Recorded data:
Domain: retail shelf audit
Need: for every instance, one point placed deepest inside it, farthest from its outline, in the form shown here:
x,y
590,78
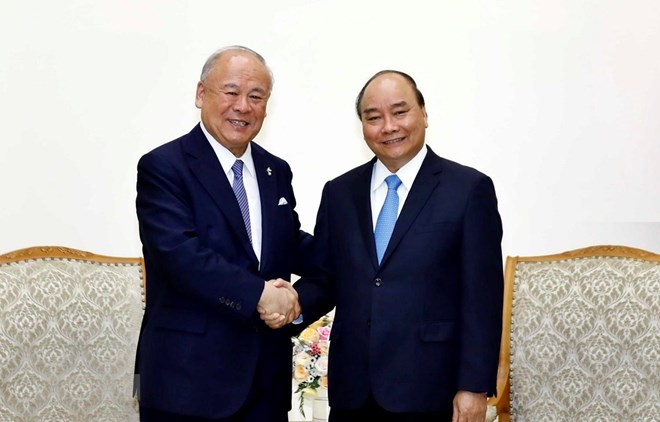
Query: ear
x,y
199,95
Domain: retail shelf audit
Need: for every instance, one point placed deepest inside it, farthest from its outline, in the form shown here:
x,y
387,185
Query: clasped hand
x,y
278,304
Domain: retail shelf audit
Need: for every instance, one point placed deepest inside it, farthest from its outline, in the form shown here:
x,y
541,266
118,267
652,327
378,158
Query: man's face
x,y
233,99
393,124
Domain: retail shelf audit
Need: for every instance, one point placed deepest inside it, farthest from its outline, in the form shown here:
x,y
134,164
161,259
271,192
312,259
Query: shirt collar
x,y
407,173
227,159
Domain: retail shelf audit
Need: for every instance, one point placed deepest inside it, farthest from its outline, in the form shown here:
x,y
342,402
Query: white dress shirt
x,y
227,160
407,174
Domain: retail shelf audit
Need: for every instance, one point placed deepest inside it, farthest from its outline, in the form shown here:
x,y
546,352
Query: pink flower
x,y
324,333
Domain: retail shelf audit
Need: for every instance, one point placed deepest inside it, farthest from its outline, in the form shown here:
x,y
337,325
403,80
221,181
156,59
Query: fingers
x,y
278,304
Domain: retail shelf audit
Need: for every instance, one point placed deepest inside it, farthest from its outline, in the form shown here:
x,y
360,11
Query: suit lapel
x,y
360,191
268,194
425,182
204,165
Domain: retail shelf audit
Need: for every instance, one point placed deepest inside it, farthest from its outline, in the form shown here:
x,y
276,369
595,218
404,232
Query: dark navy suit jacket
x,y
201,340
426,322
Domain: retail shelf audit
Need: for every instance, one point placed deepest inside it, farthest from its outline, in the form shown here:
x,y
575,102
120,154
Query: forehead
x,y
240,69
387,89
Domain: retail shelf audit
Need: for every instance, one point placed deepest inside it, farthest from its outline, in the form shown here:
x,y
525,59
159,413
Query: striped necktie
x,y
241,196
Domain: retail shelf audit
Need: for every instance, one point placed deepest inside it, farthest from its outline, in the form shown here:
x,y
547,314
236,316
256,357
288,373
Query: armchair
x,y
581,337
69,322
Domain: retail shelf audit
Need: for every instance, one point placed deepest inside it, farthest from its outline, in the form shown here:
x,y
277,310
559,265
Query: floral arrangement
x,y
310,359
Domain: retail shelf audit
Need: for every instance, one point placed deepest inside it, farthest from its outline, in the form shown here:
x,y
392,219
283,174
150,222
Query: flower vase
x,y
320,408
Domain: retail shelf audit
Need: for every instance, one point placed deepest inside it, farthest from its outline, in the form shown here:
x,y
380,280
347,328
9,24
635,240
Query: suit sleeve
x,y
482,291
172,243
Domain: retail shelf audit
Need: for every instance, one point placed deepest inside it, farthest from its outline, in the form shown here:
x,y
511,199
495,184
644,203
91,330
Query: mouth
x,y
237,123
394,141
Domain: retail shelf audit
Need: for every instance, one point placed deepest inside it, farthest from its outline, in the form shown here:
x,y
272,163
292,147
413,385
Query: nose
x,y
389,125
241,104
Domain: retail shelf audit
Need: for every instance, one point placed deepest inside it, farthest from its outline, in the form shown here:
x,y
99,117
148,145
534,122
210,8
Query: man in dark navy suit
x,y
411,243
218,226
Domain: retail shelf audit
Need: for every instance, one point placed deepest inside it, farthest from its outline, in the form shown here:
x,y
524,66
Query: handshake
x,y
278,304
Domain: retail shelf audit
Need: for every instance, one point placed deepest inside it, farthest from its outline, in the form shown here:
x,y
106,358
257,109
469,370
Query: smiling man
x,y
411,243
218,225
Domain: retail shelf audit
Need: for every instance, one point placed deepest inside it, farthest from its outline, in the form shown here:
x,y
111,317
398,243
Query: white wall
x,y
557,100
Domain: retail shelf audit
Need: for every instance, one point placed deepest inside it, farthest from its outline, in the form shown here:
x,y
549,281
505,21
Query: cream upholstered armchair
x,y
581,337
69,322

Written request – Transcribe every entry word for word, but skip the pictures.

Correct response –
Domain: retail shelf audit
Need: for every instance, one point placed deepest inside it, farthest from its outline, in the form shown here:
x,y
590,78
Query: ear
x,y
199,95
Domain: retail shelf audit
Need: for every instance, one point placed deepest inside it, farthest from its outline, in the form shown here:
x,y
387,185
Query: clasped hand
x,y
278,304
Domain: retail shelf audit
Need: for every instance, one point placed deepest inside it, farthest from its outline, in the form shown here:
x,y
541,266
118,267
652,327
378,158
Query: man's face
x,y
233,99
393,124
Domain: retail shelf audit
Need: for every instance, one point placed deepest inside it, farthest from its outline, in the form shown here:
x,y
134,164
161,259
271,192
312,259
Query: shirt collar
x,y
407,173
227,159
Domain: retail shelf audit
Need: for every instance, one point placed deepest inside it, farthest from its outline, in the form shown here:
x,y
342,402
Query: white dress shirt
x,y
227,160
407,174
Domain: retail shelf audit
Need: for every instance, one point placed deepest inside it, farthest from its outline, in the form shown here:
x,y
546,352
Query: pink flower
x,y
324,333
Domain: retail shelf audit
Need: for every instance, one point placed deepest inside it, farthest from its outline, in the form shown here:
x,y
337,325
403,80
221,181
156,59
Query: fingers
x,y
278,304
Domain: retail shelf audit
Need: for every instance, one point placed deepest inside it, farthest from its outline, in the form shown here:
x,y
360,11
Query: suit lapel
x,y
360,191
268,194
425,182
204,165
Domain: retail shelf audit
Need: for every instance, one point placed deepest inside it, farthest from its outline, in the form shown here:
x,y
276,369
595,218
404,232
Query: dark navy suit jacket
x,y
201,340
426,322
Domain: retail shelf audit
Need: for every instance, one point placed deepest inside it, farthest from its outline, in the form shown here:
x,y
575,102
120,154
Query: forehead
x,y
240,69
387,89
Domain: retail shelf audit
Need: for every instance, one point placed deepest inside it, farthest from its outline, in the form shown here:
x,y
525,59
159,413
Query: striped necktie
x,y
241,196
Domain: retail shelf audit
Need: for every instance, one point placed deepest inside it, farthest from its outline, in the form shown here:
x,y
547,314
236,316
256,357
288,373
Query: armchair
x,y
581,337
69,322
Domain: retail shelf audit
Need: for every instance, one point placed deepest inside it, farthest from its outline, in the form shown here:
x,y
277,310
559,265
Query: floral arrangement
x,y
310,359
Domain: retail shelf audit
Need: for every instance, one point placed deepest inside it, farthest from its outline, in the form shown here:
x,y
392,219
283,174
150,222
Query: flower vase
x,y
320,408
Domain: retail shelf audit
Need: for every instance, one point placed deepest inside it, farthest from its outline, in the form shown here:
x,y
380,280
347,328
9,24
635,240
Query: suit sleeve
x,y
482,291
172,243
Domain: retail shelf audit
Need: for every instance, one point placed deepest inside it, farthest from its outline, in the form shown here:
x,y
511,199
495,184
644,203
91,330
Query: mouth
x,y
237,123
394,141
Domain: retail shelf audit
Need: for every instance, one point placed deepest inside it, farthest from its outline, in the form shown here:
x,y
272,163
292,147
413,385
Query: nose
x,y
389,125
241,104
Domain: retail shelf audit
Need: for every instance, one point placed deepest inside it, farthest from its outline, in the form shown here:
x,y
99,117
148,145
534,122
210,8
Query: man in dark navy suit
x,y
411,243
218,226
Domain: retail shelf audit
Need: for every instance, one point placed deepest inside it, farthest from its outline, in the form shown here:
x,y
524,66
Query: handshake
x,y
278,304
Domain: retail shelf audit
Need: for every instance, one point placed deepest inside it, farthest from its outline, in the form shown here:
x,y
106,358
257,109
469,370
Query: smiling man
x,y
411,243
218,225
Domain: retail shelf audit
Need: for every instance, one point placed deepest inside it, farthest from its outline, in the form shown here:
x,y
111,317
398,243
Query: white wall
x,y
557,100
Domain: retail shelf audit
Need: for every instance, one point placed deepest inside it, farthest from its outline, in the form shown here:
x,y
549,281
505,21
Query: cream upholstered armchair
x,y
581,337
69,322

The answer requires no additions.